--- START ---

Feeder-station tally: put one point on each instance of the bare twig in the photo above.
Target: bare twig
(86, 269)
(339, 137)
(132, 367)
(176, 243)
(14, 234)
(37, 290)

--- END ---

- Exercise directions: Reproduce all of the data above word for word, with no changes.

- Response to this exercise:
Feeder-station tally: put one point on each instance of the bare twig in the photo above.
Target: bare twig
(86, 269)
(339, 137)
(132, 367)
(176, 243)
(14, 234)
(37, 290)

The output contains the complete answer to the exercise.